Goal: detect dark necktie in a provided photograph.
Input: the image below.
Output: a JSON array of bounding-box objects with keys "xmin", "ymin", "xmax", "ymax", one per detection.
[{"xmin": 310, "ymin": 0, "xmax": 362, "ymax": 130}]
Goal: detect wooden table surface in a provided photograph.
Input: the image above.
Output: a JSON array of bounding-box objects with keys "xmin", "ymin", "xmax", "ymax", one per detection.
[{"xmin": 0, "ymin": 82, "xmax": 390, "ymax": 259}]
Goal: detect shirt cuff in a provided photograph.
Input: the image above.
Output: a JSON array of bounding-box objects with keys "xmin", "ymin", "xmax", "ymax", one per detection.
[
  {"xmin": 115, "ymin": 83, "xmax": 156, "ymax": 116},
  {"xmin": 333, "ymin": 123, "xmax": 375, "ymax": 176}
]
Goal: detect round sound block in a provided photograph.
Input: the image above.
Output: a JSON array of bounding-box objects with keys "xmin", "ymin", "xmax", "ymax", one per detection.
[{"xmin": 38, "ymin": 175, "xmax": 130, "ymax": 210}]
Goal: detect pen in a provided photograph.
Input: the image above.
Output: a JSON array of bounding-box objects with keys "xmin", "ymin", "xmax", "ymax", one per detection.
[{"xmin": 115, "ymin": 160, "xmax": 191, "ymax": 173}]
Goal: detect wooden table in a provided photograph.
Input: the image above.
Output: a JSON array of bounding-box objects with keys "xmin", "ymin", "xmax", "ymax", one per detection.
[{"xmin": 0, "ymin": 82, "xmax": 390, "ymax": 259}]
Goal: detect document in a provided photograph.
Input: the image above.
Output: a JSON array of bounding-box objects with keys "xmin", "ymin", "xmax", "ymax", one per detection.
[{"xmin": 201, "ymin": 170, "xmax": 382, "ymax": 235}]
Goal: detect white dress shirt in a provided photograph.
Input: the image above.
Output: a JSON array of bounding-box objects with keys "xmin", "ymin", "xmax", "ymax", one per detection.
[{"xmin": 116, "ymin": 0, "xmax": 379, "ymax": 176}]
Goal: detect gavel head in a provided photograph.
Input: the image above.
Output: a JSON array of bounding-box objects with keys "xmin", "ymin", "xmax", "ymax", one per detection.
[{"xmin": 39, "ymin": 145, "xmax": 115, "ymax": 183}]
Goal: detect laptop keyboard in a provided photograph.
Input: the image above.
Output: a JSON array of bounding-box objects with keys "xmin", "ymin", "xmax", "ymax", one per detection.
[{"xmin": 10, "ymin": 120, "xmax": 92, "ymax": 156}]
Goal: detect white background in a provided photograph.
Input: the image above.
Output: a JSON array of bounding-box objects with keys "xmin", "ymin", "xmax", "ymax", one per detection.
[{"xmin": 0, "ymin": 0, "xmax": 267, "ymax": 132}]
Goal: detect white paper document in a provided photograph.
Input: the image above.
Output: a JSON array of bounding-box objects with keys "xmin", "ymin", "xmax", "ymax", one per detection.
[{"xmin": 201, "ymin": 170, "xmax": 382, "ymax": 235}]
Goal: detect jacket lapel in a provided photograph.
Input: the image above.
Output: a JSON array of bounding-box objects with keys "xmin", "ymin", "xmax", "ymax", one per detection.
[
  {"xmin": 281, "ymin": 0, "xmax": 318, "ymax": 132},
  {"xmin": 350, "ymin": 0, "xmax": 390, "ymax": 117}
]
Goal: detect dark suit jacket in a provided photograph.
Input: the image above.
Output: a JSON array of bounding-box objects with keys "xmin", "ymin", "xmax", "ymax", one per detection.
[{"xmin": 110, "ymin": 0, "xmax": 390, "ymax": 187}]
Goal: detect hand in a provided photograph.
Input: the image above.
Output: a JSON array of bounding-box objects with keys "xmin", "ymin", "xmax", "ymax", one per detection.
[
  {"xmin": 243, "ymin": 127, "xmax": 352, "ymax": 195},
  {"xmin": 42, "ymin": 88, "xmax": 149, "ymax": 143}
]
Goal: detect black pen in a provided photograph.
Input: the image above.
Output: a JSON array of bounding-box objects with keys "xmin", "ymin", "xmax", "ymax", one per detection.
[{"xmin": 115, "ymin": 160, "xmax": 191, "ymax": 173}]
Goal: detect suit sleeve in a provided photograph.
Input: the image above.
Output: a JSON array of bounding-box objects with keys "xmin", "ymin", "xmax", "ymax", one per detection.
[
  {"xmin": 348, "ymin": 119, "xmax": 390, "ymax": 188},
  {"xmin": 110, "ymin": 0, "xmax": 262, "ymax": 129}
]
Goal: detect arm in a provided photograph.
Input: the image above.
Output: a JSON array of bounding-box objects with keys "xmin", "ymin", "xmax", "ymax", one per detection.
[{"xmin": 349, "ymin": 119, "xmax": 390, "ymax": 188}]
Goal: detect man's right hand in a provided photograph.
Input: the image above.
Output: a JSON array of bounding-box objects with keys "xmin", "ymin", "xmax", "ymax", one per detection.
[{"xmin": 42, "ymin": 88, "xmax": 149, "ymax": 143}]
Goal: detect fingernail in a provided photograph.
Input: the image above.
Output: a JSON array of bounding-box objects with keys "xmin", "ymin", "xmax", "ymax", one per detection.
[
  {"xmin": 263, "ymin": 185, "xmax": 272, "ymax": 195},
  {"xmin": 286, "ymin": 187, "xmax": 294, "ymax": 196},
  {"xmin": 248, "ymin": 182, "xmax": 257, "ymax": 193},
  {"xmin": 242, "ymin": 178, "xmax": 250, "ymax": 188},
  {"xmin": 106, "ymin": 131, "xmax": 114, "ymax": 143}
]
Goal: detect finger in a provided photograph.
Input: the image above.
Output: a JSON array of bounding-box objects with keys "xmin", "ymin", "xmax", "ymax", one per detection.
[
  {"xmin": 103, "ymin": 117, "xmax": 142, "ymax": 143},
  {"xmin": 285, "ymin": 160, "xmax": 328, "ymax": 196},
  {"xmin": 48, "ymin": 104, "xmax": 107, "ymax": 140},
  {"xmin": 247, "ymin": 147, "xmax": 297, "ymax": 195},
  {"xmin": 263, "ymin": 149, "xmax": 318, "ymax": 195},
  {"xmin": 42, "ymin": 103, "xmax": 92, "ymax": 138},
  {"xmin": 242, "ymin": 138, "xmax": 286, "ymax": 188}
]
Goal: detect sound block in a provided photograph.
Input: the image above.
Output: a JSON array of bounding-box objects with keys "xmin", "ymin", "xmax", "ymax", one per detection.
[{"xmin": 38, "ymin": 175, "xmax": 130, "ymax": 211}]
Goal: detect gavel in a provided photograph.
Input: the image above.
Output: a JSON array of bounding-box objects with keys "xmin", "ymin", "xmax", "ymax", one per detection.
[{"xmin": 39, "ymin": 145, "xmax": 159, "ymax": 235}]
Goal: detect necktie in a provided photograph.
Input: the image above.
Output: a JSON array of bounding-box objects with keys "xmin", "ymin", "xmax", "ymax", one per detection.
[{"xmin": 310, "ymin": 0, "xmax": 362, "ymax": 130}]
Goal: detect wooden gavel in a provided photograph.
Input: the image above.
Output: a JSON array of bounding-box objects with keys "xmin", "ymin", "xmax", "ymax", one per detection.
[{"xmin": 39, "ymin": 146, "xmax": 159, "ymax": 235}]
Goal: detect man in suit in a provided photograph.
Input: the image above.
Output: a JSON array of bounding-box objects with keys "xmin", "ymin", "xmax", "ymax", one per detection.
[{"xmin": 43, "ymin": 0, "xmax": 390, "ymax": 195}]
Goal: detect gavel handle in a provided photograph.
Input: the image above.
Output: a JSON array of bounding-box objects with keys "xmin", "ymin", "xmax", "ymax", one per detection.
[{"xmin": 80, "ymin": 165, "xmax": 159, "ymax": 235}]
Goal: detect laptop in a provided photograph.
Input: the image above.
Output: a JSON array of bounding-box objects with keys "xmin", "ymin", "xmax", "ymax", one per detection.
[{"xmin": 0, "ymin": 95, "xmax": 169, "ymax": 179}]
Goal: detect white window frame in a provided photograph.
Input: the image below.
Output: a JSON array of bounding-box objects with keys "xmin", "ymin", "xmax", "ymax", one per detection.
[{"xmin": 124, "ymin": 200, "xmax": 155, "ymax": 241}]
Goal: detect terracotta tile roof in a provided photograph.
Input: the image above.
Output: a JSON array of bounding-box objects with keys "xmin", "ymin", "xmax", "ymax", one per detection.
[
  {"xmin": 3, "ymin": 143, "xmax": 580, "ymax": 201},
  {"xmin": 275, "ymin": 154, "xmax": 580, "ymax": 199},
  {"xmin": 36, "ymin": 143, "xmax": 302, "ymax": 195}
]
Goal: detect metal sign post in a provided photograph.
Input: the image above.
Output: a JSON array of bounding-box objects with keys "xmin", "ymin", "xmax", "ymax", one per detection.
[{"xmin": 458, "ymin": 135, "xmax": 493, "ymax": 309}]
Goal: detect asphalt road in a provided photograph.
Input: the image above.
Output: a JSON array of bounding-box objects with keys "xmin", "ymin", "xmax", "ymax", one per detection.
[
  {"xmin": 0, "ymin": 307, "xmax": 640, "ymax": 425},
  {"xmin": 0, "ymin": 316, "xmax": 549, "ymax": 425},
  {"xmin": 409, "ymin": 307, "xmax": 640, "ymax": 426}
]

___

Collect every line of the data above that contains the word "shirt", keeping the original letter case, since case counts.

Goal: detect shirt cuff in a provided photograph.
Goal: detect white dress shirt in a provided photograph.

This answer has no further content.